EXERCISE:
Carry on the passage below about atomizing a liquid metal stream, picking up after its last sentence.

EXTRACT PROVIDED:
-------------------------

A stream of liquid metal from crucible 4 is atomized by nozzle 6, forming a plume of molten metal droplets 12 which are rapidly quenched to form solid particulates of the metal. Suitable nozzles are shown, for example, in U.S. Pat. Nos. 4,801,412, 4,780,130, 4,778,516, 4,631,013, and 4,619,845, and patent applications Ser. No. 07/920,075, and Ser. No. 07/928,385, each incorporated herein by reference. The nozzle 6 directs a stream of liquid metal into an annular converging supersonic jet of atomizing gas. The annular jet of gas may be comprised of an array of jets issuing from an annular array of discrete orifices, or a single continuous jet issuing from an annular orifice.

The high kinetic energy of the supersonic atomizing gas jet breaks up the stream of liquid metal into atomized droplets which are widely dispersed from recirculation of the atomizing gas in the atomization enclosure. As a result, in a short period of time, within several seconds of the initiation of atomization, the atomization vessel is filled with a cloud of recirculating powder particulates, for example shown by arrows 14. While atomization of the liquid metal stream can be viewed at the initiation of atomization, for example from view port 16 mounted on atomization enclosure 8, the view is obscured by the cloud of metal particulates within a few seconds.

-------------------------

DATA:
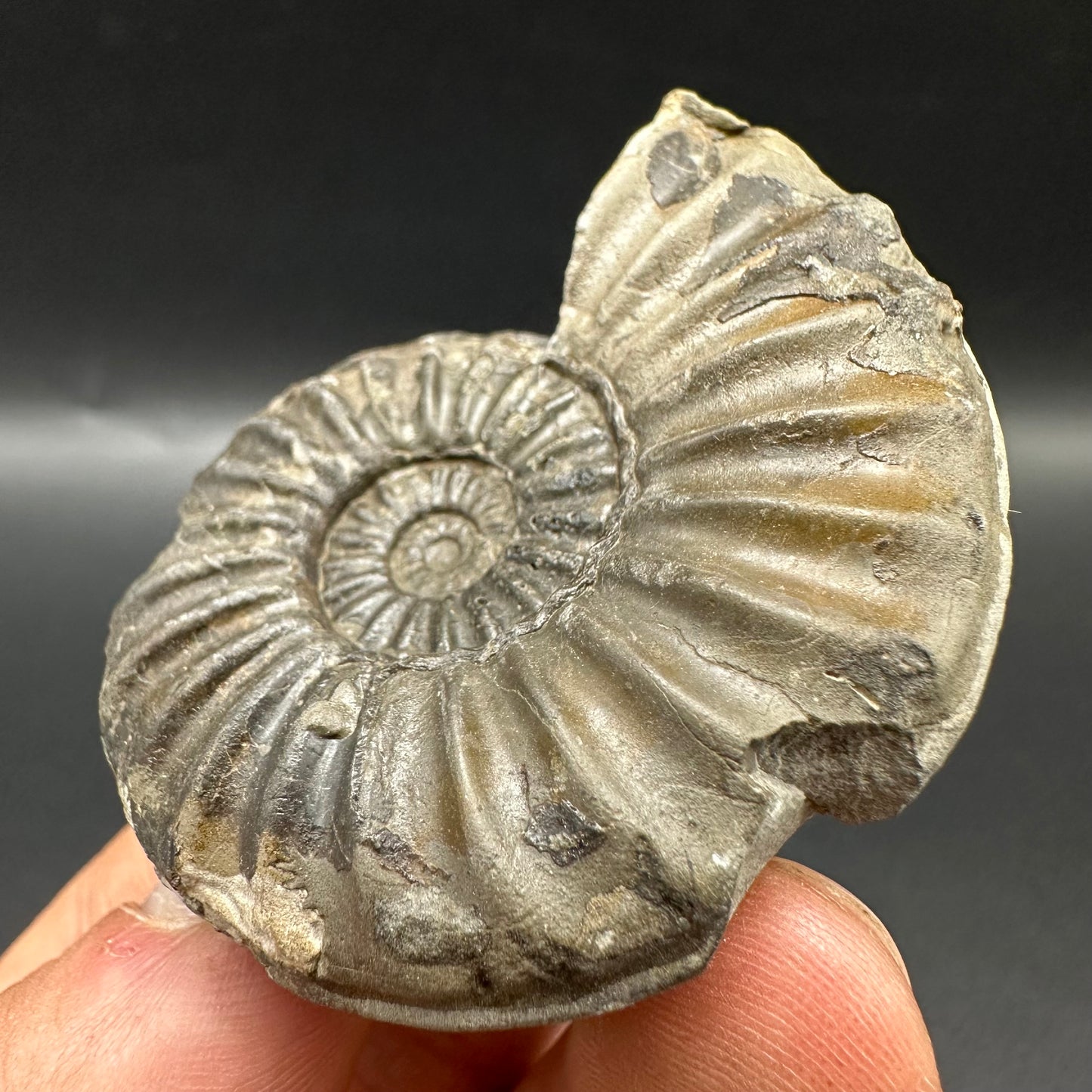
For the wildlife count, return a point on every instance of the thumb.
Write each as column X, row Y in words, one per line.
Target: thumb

-------------------------

EXERCISE OUTPUT:
The viewing apparatus of this invention is shown by referring to FIG. 2. The nozzle 6 is comprised of a cylindrical plenum means 20, and a melt guide tube 22 extending axially therethrough to a melt exit orifice 24. The melt delivery tube 22 extends from the bottom pouring orifice in the crucible, not shown. The plenum means 20 defines an inner chamber 26 coupled with an annular atomizing gas orifice 28 spaced from the exit orifice 24 and configured to provide an annular jet of atomizing gas converging in an atomizing zone 30 extending from the exit orifice 24. The plenum means 20 is configured with a cylindrical inner sidewall 32 extending below the exit orifice 24 and spaced from the atomizing zone 30. The inner sidewall 32 extends to a cylindrical outer sidewall 34. The inner sidewall 32 can be adjustably mounted on the outer sidewall 34, for example, by providing mating threaded surfaces (not shown) where the inner sidewall meets the outer sidewall. A gas inlet tube 35 extends through the outer sidewall 34, and is coupled with a conventional gas supply means, not shown, to provide a predetermined atomizing gas pressure in inner chamber 26.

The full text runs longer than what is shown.